"water" is the word to look for; say how many lines of the listing below contain it, and nothing else.

#####

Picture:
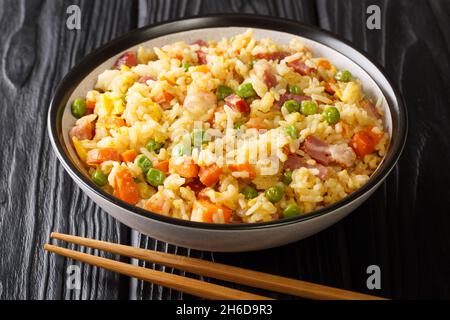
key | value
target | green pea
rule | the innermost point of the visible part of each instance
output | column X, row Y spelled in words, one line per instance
column 223, row 92
column 292, row 210
column 245, row 90
column 155, row 177
column 249, row 192
column 143, row 162
column 186, row 66
column 308, row 107
column 274, row 194
column 153, row 145
column 343, row 75
column 78, row 108
column 331, row 115
column 198, row 137
column 295, row 89
column 292, row 131
column 291, row 106
column 179, row 150
column 287, row 177
column 99, row 178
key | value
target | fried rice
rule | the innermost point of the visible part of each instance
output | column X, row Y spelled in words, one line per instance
column 231, row 131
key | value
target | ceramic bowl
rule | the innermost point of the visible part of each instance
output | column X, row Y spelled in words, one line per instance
column 226, row 237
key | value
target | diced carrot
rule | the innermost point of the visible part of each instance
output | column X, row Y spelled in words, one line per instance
column 163, row 97
column 244, row 167
column 328, row 88
column 162, row 165
column 210, row 175
column 129, row 155
column 90, row 104
column 364, row 142
column 324, row 64
column 125, row 188
column 158, row 203
column 97, row 156
column 187, row 169
column 206, row 211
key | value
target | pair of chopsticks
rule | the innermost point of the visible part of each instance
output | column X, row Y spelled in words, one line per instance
column 197, row 266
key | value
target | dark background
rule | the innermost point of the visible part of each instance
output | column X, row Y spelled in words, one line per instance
column 404, row 227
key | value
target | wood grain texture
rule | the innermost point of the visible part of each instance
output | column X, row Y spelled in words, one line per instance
column 406, row 220
column 37, row 196
column 403, row 227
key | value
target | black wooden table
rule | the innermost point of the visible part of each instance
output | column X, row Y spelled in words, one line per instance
column 404, row 228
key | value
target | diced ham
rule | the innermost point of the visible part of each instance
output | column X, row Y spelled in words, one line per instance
column 279, row 55
column 265, row 71
column 237, row 103
column 324, row 153
column 300, row 67
column 196, row 185
column 269, row 78
column 295, row 162
column 84, row 128
column 317, row 149
column 201, row 43
column 342, row 154
column 128, row 59
column 370, row 107
column 144, row 79
column 256, row 123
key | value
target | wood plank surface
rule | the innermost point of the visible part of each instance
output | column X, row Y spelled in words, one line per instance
column 403, row 227
column 37, row 196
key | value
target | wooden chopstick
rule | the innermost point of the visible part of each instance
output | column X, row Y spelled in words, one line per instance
column 184, row 284
column 223, row 272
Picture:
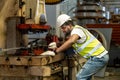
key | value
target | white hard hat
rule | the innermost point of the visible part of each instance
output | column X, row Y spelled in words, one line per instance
column 62, row 19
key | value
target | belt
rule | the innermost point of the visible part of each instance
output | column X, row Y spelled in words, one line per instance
column 102, row 54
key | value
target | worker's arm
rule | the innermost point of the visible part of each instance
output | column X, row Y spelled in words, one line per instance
column 68, row 43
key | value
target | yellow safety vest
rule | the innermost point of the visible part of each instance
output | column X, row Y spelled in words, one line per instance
column 90, row 47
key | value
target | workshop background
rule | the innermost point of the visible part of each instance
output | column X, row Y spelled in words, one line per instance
column 28, row 26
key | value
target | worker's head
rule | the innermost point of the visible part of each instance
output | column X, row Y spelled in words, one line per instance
column 65, row 23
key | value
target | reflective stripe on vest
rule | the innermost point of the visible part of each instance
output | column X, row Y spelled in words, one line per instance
column 90, row 47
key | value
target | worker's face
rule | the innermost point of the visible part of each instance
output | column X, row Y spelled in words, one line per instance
column 66, row 29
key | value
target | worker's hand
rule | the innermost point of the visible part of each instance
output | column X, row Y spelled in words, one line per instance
column 52, row 46
column 48, row 53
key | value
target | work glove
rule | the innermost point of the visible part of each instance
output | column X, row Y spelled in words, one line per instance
column 52, row 45
column 48, row 53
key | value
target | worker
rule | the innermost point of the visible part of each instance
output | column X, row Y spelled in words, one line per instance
column 84, row 44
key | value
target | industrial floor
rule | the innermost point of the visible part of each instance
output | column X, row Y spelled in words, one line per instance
column 108, row 78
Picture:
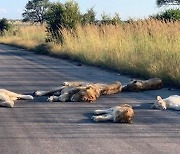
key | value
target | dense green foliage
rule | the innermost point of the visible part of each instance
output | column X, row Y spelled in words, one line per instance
column 35, row 11
column 61, row 16
column 167, row 2
column 4, row 26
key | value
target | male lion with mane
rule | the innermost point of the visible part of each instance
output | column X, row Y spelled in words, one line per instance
column 80, row 91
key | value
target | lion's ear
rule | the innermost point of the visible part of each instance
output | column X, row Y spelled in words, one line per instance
column 159, row 98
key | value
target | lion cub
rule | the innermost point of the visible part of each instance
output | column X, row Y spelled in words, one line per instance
column 120, row 114
column 7, row 98
column 171, row 102
column 141, row 85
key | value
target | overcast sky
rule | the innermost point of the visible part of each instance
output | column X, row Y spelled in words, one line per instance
column 12, row 9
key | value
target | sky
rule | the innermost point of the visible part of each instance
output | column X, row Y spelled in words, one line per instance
column 12, row 9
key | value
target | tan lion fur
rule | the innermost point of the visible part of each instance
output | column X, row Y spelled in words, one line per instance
column 142, row 85
column 120, row 114
column 81, row 91
column 7, row 97
column 171, row 102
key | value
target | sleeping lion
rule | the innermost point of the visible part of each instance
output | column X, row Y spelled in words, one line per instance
column 80, row 91
column 142, row 85
column 171, row 102
column 7, row 98
column 120, row 114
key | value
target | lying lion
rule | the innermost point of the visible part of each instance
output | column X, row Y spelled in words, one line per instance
column 7, row 98
column 120, row 114
column 171, row 102
column 141, row 85
column 80, row 91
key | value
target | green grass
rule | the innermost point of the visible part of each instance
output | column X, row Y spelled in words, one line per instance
column 144, row 48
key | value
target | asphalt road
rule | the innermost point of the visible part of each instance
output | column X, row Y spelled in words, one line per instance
column 40, row 127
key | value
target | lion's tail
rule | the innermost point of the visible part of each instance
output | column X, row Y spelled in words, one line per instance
column 26, row 97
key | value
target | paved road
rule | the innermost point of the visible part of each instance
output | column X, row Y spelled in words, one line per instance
column 40, row 127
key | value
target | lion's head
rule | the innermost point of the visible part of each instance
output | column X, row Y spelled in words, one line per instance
column 159, row 104
column 89, row 94
column 124, row 114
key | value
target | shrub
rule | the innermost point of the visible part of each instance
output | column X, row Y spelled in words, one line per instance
column 4, row 26
column 61, row 16
column 169, row 15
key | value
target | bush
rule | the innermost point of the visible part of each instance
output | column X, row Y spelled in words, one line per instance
column 169, row 15
column 61, row 16
column 4, row 26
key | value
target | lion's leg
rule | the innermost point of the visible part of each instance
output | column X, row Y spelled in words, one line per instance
column 103, row 111
column 10, row 93
column 6, row 101
column 62, row 98
column 177, row 107
column 75, row 83
column 53, row 99
column 105, row 117
column 51, row 91
column 14, row 96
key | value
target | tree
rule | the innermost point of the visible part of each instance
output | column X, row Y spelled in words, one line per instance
column 35, row 11
column 88, row 17
column 61, row 16
column 167, row 2
column 4, row 26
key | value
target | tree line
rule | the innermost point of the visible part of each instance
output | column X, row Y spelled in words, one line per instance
column 58, row 16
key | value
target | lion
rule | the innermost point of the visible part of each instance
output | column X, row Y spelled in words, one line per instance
column 142, row 85
column 171, row 102
column 80, row 91
column 119, row 114
column 7, row 98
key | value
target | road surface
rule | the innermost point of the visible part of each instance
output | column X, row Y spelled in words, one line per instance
column 40, row 127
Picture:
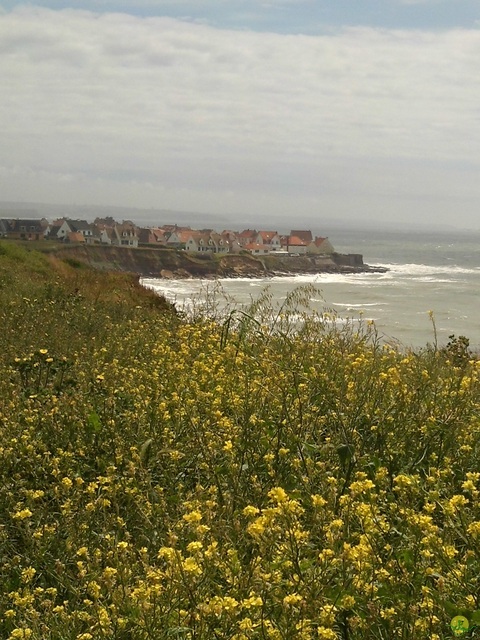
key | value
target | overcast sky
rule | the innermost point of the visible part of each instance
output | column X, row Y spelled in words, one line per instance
column 355, row 110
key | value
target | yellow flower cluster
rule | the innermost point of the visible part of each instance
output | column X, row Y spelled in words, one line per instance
column 265, row 476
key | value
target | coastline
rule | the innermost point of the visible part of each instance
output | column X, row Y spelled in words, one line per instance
column 178, row 264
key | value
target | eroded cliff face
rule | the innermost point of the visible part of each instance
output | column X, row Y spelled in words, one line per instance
column 171, row 263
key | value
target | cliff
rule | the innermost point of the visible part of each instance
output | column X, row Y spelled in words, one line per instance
column 171, row 263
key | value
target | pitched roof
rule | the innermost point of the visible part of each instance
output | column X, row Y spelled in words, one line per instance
column 295, row 241
column 303, row 234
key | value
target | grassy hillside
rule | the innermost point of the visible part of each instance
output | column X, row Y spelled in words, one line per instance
column 163, row 478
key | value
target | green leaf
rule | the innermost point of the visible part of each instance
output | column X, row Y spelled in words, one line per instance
column 93, row 423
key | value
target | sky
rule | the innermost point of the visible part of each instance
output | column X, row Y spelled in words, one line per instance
column 356, row 111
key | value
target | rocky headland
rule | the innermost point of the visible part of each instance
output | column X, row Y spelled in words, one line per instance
column 174, row 264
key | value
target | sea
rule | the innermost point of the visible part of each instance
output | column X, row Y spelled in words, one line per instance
column 429, row 293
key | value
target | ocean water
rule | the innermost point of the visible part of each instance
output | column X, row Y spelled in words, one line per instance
column 429, row 274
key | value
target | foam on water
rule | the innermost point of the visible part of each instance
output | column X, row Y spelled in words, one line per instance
column 399, row 300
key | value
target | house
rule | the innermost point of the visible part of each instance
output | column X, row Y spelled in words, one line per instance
column 269, row 238
column 247, row 236
column 230, row 238
column 296, row 245
column 256, row 248
column 206, row 241
column 125, row 234
column 152, row 236
column 21, row 229
column 88, row 230
column 303, row 234
column 178, row 237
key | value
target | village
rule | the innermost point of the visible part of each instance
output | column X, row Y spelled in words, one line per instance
column 106, row 231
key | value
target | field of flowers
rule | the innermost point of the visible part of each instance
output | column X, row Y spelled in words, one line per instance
column 266, row 476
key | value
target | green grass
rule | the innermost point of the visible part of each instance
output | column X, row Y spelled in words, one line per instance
column 253, row 476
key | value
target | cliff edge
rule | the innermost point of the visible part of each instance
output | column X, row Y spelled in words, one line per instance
column 173, row 263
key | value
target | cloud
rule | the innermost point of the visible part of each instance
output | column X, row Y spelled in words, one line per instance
column 233, row 119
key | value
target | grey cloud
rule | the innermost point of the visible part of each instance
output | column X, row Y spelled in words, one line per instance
column 221, row 118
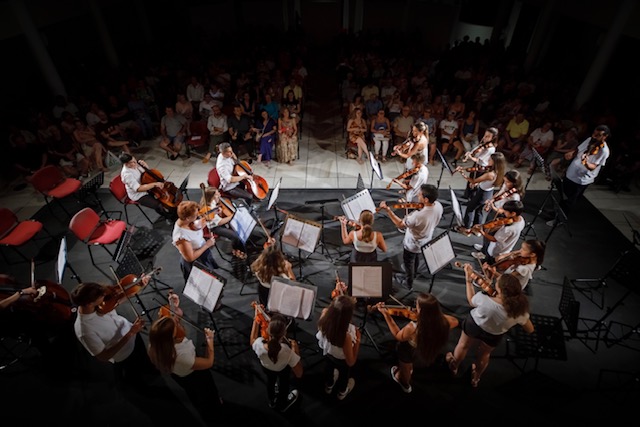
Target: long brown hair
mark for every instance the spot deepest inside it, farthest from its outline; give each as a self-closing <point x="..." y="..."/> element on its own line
<point x="432" y="332"/>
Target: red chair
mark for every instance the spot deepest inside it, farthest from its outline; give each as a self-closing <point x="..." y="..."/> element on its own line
<point x="118" y="190"/>
<point x="14" y="233"/>
<point x="199" y="137"/>
<point x="87" y="226"/>
<point x="54" y="186"/>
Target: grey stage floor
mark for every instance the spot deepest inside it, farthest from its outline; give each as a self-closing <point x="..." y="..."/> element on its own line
<point x="591" y="376"/>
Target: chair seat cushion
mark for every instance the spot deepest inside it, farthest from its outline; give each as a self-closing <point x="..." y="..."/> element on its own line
<point x="22" y="233"/>
<point x="107" y="232"/>
<point x="67" y="187"/>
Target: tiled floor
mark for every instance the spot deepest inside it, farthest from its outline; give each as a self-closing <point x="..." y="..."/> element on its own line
<point x="322" y="164"/>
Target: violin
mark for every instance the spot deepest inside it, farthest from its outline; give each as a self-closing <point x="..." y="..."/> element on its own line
<point x="481" y="281"/>
<point x="127" y="287"/>
<point x="169" y="310"/>
<point x="168" y="195"/>
<point x="403" y="206"/>
<point x="258" y="187"/>
<point x="263" y="320"/>
<point x="404" y="175"/>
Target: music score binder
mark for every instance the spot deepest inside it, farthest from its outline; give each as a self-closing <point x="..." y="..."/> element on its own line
<point x="438" y="252"/>
<point x="291" y="298"/>
<point x="354" y="205"/>
<point x="301" y="233"/>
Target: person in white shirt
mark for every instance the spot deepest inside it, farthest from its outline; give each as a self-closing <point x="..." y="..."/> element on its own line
<point x="419" y="226"/>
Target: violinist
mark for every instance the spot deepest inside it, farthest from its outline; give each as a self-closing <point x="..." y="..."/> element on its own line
<point x="111" y="337"/>
<point x="588" y="159"/>
<point x="188" y="238"/>
<point x="229" y="182"/>
<point x="131" y="175"/>
<point x="419" y="226"/>
<point x="422" y="338"/>
<point x="485" y="183"/>
<point x="171" y="352"/>
<point x="219" y="225"/>
<point x="365" y="241"/>
<point x="270" y="263"/>
<point x="521" y="263"/>
<point x="500" y="238"/>
<point x="279" y="357"/>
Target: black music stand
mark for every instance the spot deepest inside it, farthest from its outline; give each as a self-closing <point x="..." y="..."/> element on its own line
<point x="445" y="164"/>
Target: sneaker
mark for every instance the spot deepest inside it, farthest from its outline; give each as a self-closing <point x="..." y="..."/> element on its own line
<point x="291" y="399"/>
<point x="350" y="386"/>
<point x="394" y="370"/>
<point x="328" y="389"/>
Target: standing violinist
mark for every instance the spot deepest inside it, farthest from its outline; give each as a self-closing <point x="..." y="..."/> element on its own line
<point x="172" y="352"/>
<point x="419" y="226"/>
<point x="229" y="182"/>
<point x="188" y="238"/>
<point x="503" y="237"/>
<point x="131" y="175"/>
<point x="420" y="339"/>
<point x="111" y="337"/>
<point x="587" y="161"/>
<point x="520" y="263"/>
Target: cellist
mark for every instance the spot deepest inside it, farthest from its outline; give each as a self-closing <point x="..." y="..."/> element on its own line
<point x="225" y="165"/>
<point x="131" y="175"/>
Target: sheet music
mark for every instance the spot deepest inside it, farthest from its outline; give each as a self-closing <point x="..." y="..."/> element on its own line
<point x="366" y="281"/>
<point x="301" y="234"/>
<point x="291" y="298"/>
<point x="438" y="252"/>
<point x="203" y="288"/>
<point x="354" y="205"/>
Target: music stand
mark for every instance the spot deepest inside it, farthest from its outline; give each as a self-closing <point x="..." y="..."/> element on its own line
<point x="445" y="164"/>
<point x="375" y="168"/>
<point x="321" y="242"/>
<point x="438" y="253"/>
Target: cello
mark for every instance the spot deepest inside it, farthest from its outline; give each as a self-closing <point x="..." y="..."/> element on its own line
<point x="257" y="186"/>
<point x="168" y="195"/>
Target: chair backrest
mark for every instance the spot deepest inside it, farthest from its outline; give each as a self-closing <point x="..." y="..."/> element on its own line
<point x="84" y="223"/>
<point x="118" y="190"/>
<point x="47" y="178"/>
<point x="8" y="221"/>
<point x="213" y="179"/>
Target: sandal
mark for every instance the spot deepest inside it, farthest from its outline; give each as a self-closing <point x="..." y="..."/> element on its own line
<point x="474" y="376"/>
<point x="452" y="362"/>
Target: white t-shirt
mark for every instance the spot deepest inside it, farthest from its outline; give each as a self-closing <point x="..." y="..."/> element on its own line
<point x="420" y="225"/>
<point x="286" y="356"/>
<point x="97" y="332"/>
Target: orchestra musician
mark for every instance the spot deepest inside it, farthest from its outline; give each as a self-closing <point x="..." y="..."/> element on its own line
<point x="365" y="241"/>
<point x="500" y="238"/>
<point x="219" y="225"/>
<point x="521" y="263"/>
<point x="111" y="337"/>
<point x="422" y="338"/>
<point x="339" y="339"/>
<point x="188" y="238"/>
<point x="131" y="175"/>
<point x="419" y="226"/>
<point x="229" y="182"/>
<point x="488" y="321"/>
<point x="279" y="357"/>
<point x="171" y="352"/>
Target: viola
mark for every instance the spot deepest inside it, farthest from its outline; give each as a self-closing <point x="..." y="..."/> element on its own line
<point x="258" y="187"/>
<point x="127" y="287"/>
<point x="168" y="195"/>
<point x="169" y="310"/>
<point x="263" y="319"/>
<point x="481" y="281"/>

#####

■ Answer to this exercise: 2